-------- Dataset excerpts
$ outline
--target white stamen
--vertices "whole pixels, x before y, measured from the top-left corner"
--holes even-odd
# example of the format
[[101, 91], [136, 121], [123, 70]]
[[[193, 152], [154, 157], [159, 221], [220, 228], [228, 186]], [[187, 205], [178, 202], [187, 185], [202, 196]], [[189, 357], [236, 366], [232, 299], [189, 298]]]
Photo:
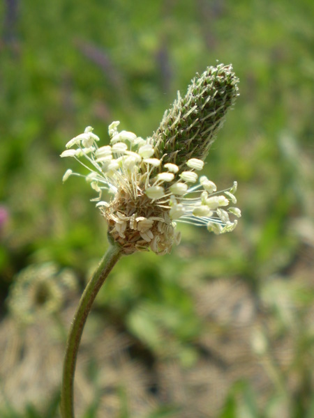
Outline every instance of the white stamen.
[[170, 182], [174, 178], [174, 174], [172, 173], [159, 173], [157, 174], [157, 180], [165, 182]]
[[138, 150], [138, 153], [143, 158], [150, 158], [154, 153], [153, 146], [150, 144], [147, 144], [146, 145], [143, 145], [140, 147]]
[[174, 194], [177, 194], [178, 196], [183, 196], [185, 194], [188, 189], [188, 185], [186, 183], [177, 183], [174, 185], [172, 185], [169, 189]]
[[182, 180], [188, 183], [195, 183], [198, 176], [194, 171], [184, 171], [180, 174], [180, 177]]
[[195, 170], [202, 170], [204, 167], [204, 161], [197, 158], [191, 158], [186, 163], [188, 167], [194, 169]]
[[172, 164], [171, 162], [167, 162], [164, 166], [165, 169], [167, 169], [168, 171], [171, 173], [177, 173], [179, 171], [179, 167], [176, 164]]

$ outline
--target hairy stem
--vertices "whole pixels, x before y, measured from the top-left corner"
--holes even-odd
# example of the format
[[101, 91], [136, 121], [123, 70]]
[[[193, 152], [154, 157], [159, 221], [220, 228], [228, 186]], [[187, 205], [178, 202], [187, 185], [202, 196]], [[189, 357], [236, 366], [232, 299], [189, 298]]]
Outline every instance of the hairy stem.
[[119, 247], [108, 249], [89, 281], [80, 301], [68, 337], [61, 395], [62, 418], [74, 418], [73, 386], [77, 352], [84, 325], [99, 289], [121, 255]]

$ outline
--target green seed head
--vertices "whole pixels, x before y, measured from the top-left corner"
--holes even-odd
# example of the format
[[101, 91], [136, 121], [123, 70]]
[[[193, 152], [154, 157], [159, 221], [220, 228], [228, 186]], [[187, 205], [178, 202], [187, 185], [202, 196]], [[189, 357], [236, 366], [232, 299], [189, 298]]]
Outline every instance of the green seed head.
[[231, 64], [219, 64], [195, 77], [184, 98], [178, 92], [152, 136], [156, 157], [180, 171], [190, 158], [204, 160], [239, 95], [238, 82]]

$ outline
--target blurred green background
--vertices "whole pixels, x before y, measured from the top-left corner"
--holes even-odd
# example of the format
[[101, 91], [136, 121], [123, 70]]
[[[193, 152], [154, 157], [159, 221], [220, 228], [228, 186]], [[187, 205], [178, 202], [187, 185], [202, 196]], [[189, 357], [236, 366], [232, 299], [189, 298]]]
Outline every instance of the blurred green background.
[[[308, 0], [0, 4], [0, 415], [59, 417], [67, 330], [107, 247], [94, 193], [61, 178], [87, 125], [146, 137], [195, 72], [240, 97], [207, 158], [239, 183], [221, 236], [180, 225], [162, 258], [121, 260], [87, 322], [84, 418], [314, 416], [313, 17]], [[9, 296], [8, 296], [9, 295]]]

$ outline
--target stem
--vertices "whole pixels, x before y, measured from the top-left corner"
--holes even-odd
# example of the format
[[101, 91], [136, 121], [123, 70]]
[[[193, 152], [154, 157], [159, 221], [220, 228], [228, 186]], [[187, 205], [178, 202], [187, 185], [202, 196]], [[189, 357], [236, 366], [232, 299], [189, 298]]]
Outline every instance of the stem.
[[84, 291], [74, 316], [66, 345], [61, 394], [62, 418], [74, 418], [73, 386], [77, 352], [87, 316], [99, 289], [121, 255], [116, 245], [109, 247]]

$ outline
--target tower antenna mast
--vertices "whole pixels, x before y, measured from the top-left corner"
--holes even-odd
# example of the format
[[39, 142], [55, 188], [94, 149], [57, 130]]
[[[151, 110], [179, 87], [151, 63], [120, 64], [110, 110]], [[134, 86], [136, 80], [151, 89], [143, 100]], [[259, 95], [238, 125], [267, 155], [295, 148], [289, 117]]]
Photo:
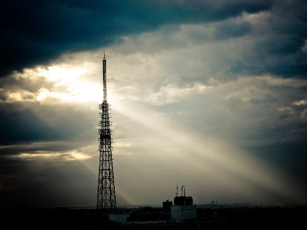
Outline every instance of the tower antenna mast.
[[113, 130], [110, 121], [111, 109], [107, 100], [107, 60], [104, 49], [102, 60], [103, 78], [103, 100], [99, 105], [101, 112], [99, 113], [101, 118], [98, 129], [98, 143], [99, 146], [99, 169], [97, 195], [97, 213], [99, 216], [106, 216], [108, 213], [115, 212], [116, 210], [115, 187], [113, 171], [113, 147], [111, 144], [113, 139], [111, 135]]

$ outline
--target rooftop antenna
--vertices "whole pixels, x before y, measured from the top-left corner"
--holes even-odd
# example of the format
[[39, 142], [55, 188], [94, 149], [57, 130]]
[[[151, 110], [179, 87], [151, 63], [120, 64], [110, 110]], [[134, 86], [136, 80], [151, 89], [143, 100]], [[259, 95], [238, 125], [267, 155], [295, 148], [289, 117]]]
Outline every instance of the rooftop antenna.
[[187, 186], [186, 185], [183, 185], [181, 187], [181, 196], [185, 196], [185, 188], [184, 190], [183, 189], [185, 187], [189, 187], [189, 186]]
[[178, 182], [177, 182], [177, 186], [176, 188], [176, 190], [177, 192], [176, 192], [176, 196], [178, 196]]

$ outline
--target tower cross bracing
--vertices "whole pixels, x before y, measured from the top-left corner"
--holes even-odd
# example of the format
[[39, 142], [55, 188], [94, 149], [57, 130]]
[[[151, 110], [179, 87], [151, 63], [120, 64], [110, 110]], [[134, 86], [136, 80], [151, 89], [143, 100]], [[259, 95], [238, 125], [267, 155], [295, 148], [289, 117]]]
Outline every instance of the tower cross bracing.
[[107, 100], [107, 60], [104, 54], [102, 60], [103, 76], [103, 100], [99, 105], [101, 110], [99, 116], [101, 119], [99, 122], [98, 129], [98, 143], [99, 146], [99, 169], [98, 175], [97, 195], [97, 211], [99, 215], [106, 215], [107, 213], [116, 212], [116, 199], [113, 171], [113, 150], [111, 143], [113, 139], [111, 135], [113, 130], [111, 129], [112, 122], [110, 105]]

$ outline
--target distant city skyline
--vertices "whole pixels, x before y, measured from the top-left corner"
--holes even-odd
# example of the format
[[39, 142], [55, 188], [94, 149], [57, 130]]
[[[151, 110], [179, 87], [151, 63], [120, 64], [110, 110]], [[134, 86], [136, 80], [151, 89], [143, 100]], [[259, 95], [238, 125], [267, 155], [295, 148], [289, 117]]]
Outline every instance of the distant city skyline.
[[104, 49], [118, 205], [307, 204], [305, 1], [0, 9], [3, 206], [95, 205]]

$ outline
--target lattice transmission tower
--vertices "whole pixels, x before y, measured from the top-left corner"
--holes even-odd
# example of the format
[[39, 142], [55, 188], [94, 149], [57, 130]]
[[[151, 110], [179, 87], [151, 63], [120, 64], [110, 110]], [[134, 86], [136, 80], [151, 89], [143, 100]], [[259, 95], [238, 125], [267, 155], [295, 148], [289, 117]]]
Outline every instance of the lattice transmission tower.
[[98, 143], [99, 146], [99, 170], [98, 176], [98, 191], [97, 195], [97, 212], [99, 216], [106, 216], [107, 213], [116, 211], [116, 199], [113, 172], [113, 147], [111, 143], [113, 139], [111, 137], [113, 130], [110, 128], [112, 122], [110, 121], [111, 109], [107, 100], [107, 60], [103, 54], [102, 60], [103, 76], [103, 101], [99, 105], [99, 113], [101, 120], [99, 122], [98, 129]]

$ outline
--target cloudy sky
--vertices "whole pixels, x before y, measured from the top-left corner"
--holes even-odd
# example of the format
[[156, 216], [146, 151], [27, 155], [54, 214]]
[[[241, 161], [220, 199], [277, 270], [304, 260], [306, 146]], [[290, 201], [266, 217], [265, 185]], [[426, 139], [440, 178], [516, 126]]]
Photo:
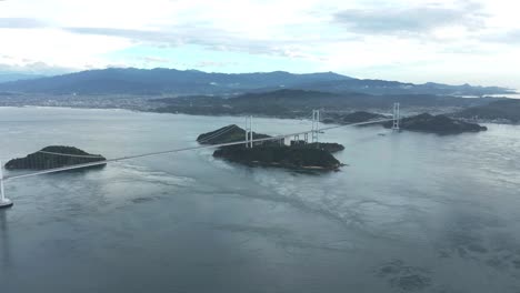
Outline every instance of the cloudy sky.
[[511, 0], [0, 0], [0, 72], [107, 67], [520, 89]]

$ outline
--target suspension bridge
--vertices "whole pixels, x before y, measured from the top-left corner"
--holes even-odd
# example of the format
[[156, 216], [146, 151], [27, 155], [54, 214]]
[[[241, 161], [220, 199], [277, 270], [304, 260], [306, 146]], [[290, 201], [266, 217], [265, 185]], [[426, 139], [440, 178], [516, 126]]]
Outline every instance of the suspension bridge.
[[[252, 131], [252, 117], [248, 117], [246, 119], [246, 137], [244, 137], [243, 141], [234, 141], [234, 142], [210, 144], [210, 145], [188, 146], [188, 148], [181, 148], [181, 149], [174, 149], [174, 150], [166, 150], [166, 151], [158, 151], [158, 152], [141, 153], [141, 154], [136, 154], [136, 155], [112, 158], [112, 159], [99, 160], [99, 161], [87, 162], [87, 163], [76, 163], [76, 164], [64, 165], [64, 166], [59, 166], [59, 168], [48, 168], [46, 170], [33, 171], [33, 172], [26, 173], [26, 174], [8, 174], [8, 175], [4, 175], [3, 174], [3, 164], [0, 162], [0, 209], [10, 208], [10, 206], [13, 205], [13, 202], [11, 200], [9, 200], [8, 198], [6, 198], [6, 192], [4, 192], [4, 182], [9, 182], [9, 181], [12, 181], [12, 180], [20, 180], [20, 179], [27, 179], [27, 178], [37, 176], [37, 175], [43, 175], [43, 174], [61, 172], [61, 171], [79, 170], [79, 169], [86, 169], [86, 168], [91, 168], [91, 166], [97, 166], [97, 165], [106, 165], [108, 163], [114, 163], [114, 162], [120, 162], [120, 161], [127, 161], [127, 160], [133, 160], [133, 159], [140, 159], [140, 158], [148, 158], [148, 156], [156, 156], [156, 155], [163, 155], [163, 154], [171, 154], [171, 153], [180, 153], [180, 152], [187, 152], [187, 151], [196, 151], [196, 150], [203, 150], [203, 149], [217, 149], [217, 148], [222, 148], [222, 146], [231, 146], [231, 145], [240, 145], [240, 144], [246, 145], [246, 148], [253, 148], [254, 144], [260, 144], [260, 143], [267, 142], [267, 141], [283, 141], [287, 138], [293, 138], [294, 141], [299, 141], [300, 135], [303, 135], [303, 140], [307, 143], [309, 134], [311, 137], [311, 142], [318, 142], [318, 134], [319, 133], [323, 133], [324, 131], [328, 131], [328, 130], [344, 128], [344, 127], [369, 125], [369, 124], [378, 124], [378, 123], [384, 123], [384, 122], [392, 121], [392, 130], [398, 131], [399, 130], [399, 121], [400, 121], [400, 105], [399, 105], [399, 103], [393, 104], [393, 114], [392, 114], [391, 119], [379, 119], [379, 120], [373, 120], [373, 121], [348, 123], [348, 124], [332, 125], [332, 127], [326, 127], [326, 128], [319, 128], [320, 121], [321, 121], [320, 120], [320, 110], [312, 110], [312, 127], [311, 127], [310, 130], [304, 130], [304, 131], [294, 132], [294, 133], [287, 133], [287, 134], [270, 137], [270, 138], [254, 139], [253, 138], [253, 131]], [[230, 129], [223, 129], [220, 132], [213, 133], [210, 137], [204, 138], [204, 140], [209, 140], [209, 139], [213, 139], [213, 138], [223, 135], [229, 130]], [[48, 152], [48, 151], [39, 151], [39, 153], [44, 153], [44, 154], [48, 154], [48, 155], [62, 156], [62, 158], [69, 158], [69, 159], [70, 158], [76, 158], [76, 159], [96, 159], [96, 158], [100, 158], [99, 155], [68, 154], [68, 153], [57, 153], [57, 152]]]

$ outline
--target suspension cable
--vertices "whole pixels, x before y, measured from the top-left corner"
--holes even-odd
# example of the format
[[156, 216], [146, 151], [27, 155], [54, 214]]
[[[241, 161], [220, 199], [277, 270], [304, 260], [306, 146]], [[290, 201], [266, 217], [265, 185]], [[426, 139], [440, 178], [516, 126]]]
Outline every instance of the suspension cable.
[[[392, 121], [392, 120], [393, 119], [383, 119], [383, 120], [377, 120], [377, 121], [368, 121], [368, 122], [358, 122], [358, 123], [350, 123], [350, 124], [342, 124], [342, 125], [333, 125], [333, 127], [318, 129], [318, 130], [314, 130], [314, 131], [326, 131], [326, 130], [344, 128], [344, 127], [376, 124], [376, 123], [382, 123], [382, 122], [388, 122], [388, 121]], [[284, 138], [300, 135], [300, 134], [310, 133], [310, 132], [312, 132], [312, 130], [307, 130], [307, 131], [301, 131], [301, 132], [296, 132], [296, 133], [289, 133], [289, 134], [281, 134], [281, 135], [263, 138], [263, 139], [256, 139], [256, 140], [252, 140], [252, 142], [281, 140], [281, 139], [284, 139]], [[13, 180], [13, 179], [21, 179], [21, 178], [28, 178], [28, 176], [42, 175], [42, 174], [49, 174], [49, 173], [67, 171], [67, 170], [81, 169], [81, 168], [87, 168], [87, 166], [104, 165], [107, 163], [120, 162], [120, 161], [132, 160], [132, 159], [138, 159], [138, 158], [147, 158], [147, 156], [154, 156], [154, 155], [168, 154], [168, 153], [178, 153], [178, 152], [184, 152], [184, 151], [216, 149], [216, 148], [221, 148], [221, 146], [239, 145], [239, 144], [243, 144], [246, 142], [248, 142], [248, 141], [244, 140], [244, 141], [236, 141], [236, 142], [219, 143], [219, 144], [211, 144], [211, 145], [197, 145], [197, 146], [188, 146], [188, 148], [169, 150], [169, 151], [159, 151], [159, 152], [151, 152], [151, 153], [144, 153], [144, 154], [128, 155], [128, 156], [108, 159], [108, 160], [89, 162], [89, 163], [81, 163], [81, 164], [73, 164], [73, 165], [61, 166], [61, 168], [53, 168], [53, 169], [48, 169], [48, 170], [32, 172], [32, 173], [28, 173], [28, 174], [21, 174], [21, 175], [7, 175], [7, 176], [3, 176], [3, 181]]]

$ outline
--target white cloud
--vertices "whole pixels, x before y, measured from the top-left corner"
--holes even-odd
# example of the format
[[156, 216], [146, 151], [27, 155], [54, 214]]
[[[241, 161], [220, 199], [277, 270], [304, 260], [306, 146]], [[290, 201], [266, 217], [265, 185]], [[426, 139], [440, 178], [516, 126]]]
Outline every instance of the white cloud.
----------------
### Aim
List every line in the records that contains the string "transmission", copying each such line in full.

### Problem solution
--target lattice transmission tower
Outline every instance of the lattice transmission tower.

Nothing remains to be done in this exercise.